A peu près à la même époque, à Ypres en Belgique, l’Église faisait lancer des chats depuis la plus haute tour de la ville pour bien montrer que la population avait abandonné son attirance païenne pour ces animaux maléfiques. La foule les achevait à coups de bâton et c’était une grande fête qui, d’ailleurs, est toujours célébrée de nos jours chaque deuxième dimanche de mai, avec défilé de chars et tout et tout. La seule nuance est que désormais ce sont des chats en peluche qui sont jetés du haut de la tour. Charmant, non ?
Au XVe siècle à Paris, pour la Saint-Jean, on brûlait vifs des chats sur l’actuelle place de l’Hôtel de Ville (autrefois place de Grève, également utilisée pour les crémations de sorcières).
Ne croyez pas que les élites à la tête de la nation jugeaient de telles pratiques sordides comme seul le bas-peuple à l’esprit arriéré peut en commettre. Le roi Louis XI venait en personne enflammer les fagots sur lesquels on jetait les chats. Henri IV dit « le bon roi », ne manquait jamais le spectacle. Et pourtant, ils n’avaient aucune arrière-pensée électoraliste à l’époque, ils étaient souverains à vie. C’est donc vraiment qu’ils aimaient ça.
La technique qui faisait le plus rire la foule en délire consistait à mettre les chats dans un sac qu’on descendait et remontait au-dessus des flammes jusqu’à ce que leurs hurlements s’arrêtent. C’est Louis XIV qui finit par interdire cette pratique. Elle persista pourtant encore un siècle et demi et ne disparut qu’avec la Révolution.
De nos jours, il est encore fréquent et socialement admis que des gens parfaitement normaux avec une vie de famille bien rangée et un niveau d’éducation tout ce qu’il y a de plus respectable décident sans hésiter de se débarrasser de chatons nouveau-nés pour convenance personnelle, simplement parce que ça les embête de les donner à un refuge quand ils ne veulent pas les garder. Ils les noient, les jettent contre un mur ou les asphyxient à l’éther suivant ce qu’ils estiment être le plus pratique.

Lignes enregistrées:

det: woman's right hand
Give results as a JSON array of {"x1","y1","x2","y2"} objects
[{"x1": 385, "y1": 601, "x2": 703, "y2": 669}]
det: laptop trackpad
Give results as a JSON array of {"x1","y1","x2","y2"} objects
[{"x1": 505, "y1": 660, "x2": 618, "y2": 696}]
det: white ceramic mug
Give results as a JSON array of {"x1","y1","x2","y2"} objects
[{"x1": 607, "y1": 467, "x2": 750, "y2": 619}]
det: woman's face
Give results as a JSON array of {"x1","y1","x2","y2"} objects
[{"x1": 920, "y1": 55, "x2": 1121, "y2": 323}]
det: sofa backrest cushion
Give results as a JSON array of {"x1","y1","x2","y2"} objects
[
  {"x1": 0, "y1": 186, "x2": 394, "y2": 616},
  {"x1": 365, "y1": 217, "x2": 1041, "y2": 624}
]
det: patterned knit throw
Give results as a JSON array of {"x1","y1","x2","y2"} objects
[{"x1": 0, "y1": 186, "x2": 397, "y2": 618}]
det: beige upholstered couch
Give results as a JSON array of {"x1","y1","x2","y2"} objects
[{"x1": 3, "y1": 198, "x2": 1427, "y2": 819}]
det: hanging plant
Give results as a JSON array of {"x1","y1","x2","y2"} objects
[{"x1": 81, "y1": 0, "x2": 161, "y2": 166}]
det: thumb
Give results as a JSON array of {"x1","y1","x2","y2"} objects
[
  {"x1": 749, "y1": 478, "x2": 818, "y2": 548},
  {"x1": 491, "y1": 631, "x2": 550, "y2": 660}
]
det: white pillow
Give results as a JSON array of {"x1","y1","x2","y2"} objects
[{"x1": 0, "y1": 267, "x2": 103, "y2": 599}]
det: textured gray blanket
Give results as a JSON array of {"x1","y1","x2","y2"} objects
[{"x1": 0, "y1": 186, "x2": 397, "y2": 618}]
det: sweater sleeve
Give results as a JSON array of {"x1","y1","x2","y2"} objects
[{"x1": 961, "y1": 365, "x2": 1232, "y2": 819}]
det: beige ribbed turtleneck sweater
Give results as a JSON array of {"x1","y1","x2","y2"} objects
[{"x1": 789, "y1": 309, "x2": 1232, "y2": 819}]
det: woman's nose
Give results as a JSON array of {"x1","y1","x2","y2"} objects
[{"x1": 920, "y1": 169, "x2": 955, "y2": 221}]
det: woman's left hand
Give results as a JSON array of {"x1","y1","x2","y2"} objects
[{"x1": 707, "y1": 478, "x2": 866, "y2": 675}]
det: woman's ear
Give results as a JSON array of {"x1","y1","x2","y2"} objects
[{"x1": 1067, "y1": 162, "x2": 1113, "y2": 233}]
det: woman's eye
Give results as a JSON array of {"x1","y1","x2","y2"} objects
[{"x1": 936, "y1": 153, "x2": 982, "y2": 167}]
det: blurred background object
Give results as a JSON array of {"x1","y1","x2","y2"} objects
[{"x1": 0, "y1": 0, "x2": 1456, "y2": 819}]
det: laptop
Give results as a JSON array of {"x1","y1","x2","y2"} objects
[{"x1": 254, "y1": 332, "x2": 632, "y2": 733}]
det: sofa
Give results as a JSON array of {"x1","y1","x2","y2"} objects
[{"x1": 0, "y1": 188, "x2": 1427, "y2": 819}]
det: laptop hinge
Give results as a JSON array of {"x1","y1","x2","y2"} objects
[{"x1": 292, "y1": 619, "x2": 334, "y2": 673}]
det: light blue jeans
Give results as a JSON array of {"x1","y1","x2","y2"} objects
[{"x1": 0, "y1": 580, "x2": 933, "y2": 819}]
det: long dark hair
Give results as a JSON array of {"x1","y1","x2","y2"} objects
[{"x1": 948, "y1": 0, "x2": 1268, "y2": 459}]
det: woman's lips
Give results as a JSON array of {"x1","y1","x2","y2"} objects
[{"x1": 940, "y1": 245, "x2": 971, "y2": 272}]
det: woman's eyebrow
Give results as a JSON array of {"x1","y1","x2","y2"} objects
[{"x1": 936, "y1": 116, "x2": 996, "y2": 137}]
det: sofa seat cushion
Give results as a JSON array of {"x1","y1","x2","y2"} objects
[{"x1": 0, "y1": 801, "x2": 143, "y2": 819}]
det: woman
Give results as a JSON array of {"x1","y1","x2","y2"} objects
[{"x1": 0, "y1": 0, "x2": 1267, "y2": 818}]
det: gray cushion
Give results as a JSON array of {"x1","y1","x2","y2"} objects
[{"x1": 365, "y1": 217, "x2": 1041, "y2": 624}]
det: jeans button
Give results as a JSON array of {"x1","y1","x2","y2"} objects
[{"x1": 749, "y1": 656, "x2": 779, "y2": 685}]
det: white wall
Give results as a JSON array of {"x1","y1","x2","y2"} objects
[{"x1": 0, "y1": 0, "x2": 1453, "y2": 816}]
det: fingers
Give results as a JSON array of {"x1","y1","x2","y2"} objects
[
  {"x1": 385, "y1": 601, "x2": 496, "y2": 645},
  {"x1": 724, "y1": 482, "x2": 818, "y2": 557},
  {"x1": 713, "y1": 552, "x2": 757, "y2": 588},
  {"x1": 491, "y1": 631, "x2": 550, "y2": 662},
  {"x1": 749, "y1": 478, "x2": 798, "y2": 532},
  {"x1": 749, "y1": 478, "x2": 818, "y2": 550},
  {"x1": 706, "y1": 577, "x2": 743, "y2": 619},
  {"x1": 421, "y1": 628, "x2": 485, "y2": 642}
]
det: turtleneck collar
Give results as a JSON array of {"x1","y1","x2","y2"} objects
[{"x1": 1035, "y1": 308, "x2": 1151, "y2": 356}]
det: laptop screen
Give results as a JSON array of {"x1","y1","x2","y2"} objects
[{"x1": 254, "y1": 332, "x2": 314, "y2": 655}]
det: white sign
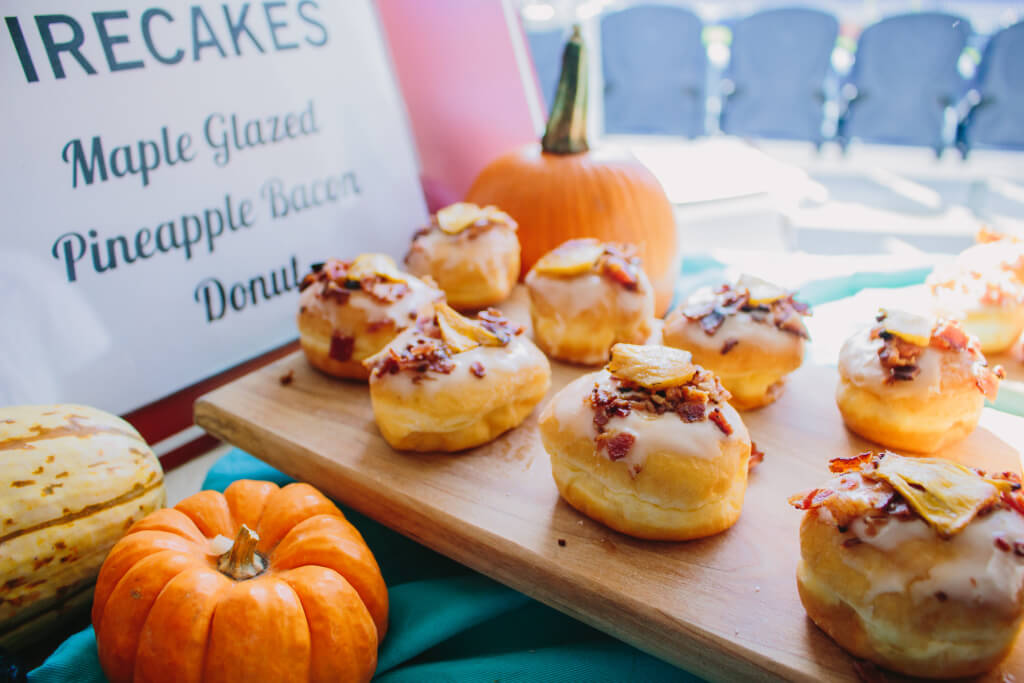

Tâche à faire:
Répondez à ces questions à l'aide du document :
(a) Quel jour la fête d'Ypres a-t-elle lieu de nos jours ?
(b) Quel roi venait lui-même enflammer les fagots sur lesquels on jetait les chats ?
(c) Quel roi finit par interdire la pratique du sac descendu au-dessus des flammes ?

Réponse proposée:
(a) Chaque deuxième dimanche de mai.
(b) Louis XI.
(c) Louis XIV.